──────── DONNÉES FOURNIES ────────

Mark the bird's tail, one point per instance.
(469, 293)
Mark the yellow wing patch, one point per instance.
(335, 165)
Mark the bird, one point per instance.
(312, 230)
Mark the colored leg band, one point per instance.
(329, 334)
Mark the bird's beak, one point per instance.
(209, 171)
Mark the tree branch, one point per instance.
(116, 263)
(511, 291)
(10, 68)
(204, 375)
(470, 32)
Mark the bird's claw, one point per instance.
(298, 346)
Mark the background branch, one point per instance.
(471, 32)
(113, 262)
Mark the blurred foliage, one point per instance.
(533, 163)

────────

> CONSIGNE: Recopiez à l'identique le passage des données qui va de la ligne contenant « Mark the background » jusqu'à la fin des données, ces deux bornes comprises.

> RÉSULTAT OBTENU:
Mark the background branch, one point per instance.
(471, 32)
(113, 262)
Mark the blurred foliage, one point per instance.
(533, 163)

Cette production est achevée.